What you will do: Return every line of the records that contains the string "class", copying each one in full. Case counts.

Records for the task:
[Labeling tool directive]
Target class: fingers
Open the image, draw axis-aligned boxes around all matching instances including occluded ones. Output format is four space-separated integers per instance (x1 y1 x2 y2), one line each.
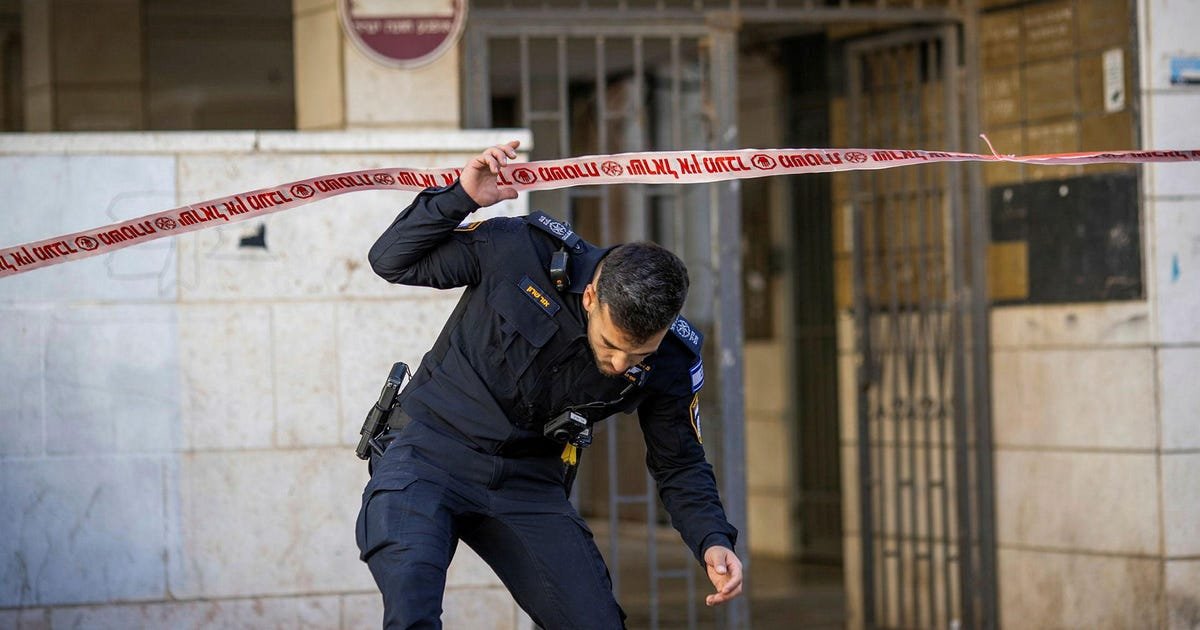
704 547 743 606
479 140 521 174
---
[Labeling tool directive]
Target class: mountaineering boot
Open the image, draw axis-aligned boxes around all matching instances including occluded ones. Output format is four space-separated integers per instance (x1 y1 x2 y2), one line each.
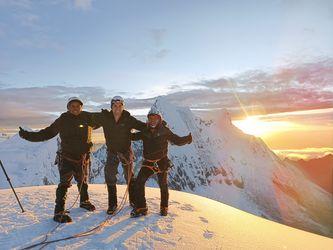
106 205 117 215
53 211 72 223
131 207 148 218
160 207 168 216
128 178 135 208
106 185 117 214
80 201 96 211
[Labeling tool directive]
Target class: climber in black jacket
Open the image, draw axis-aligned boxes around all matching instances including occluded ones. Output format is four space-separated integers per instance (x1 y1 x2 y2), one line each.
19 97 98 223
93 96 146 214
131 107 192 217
---
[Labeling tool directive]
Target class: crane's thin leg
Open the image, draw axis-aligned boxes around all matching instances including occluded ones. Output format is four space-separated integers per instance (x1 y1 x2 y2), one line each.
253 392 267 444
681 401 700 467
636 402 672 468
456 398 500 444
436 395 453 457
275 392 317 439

Exercise output:
Target class: fingers
Target class: mountaineering boot
Target class: climber in black jacket
Target class: crane's thin leg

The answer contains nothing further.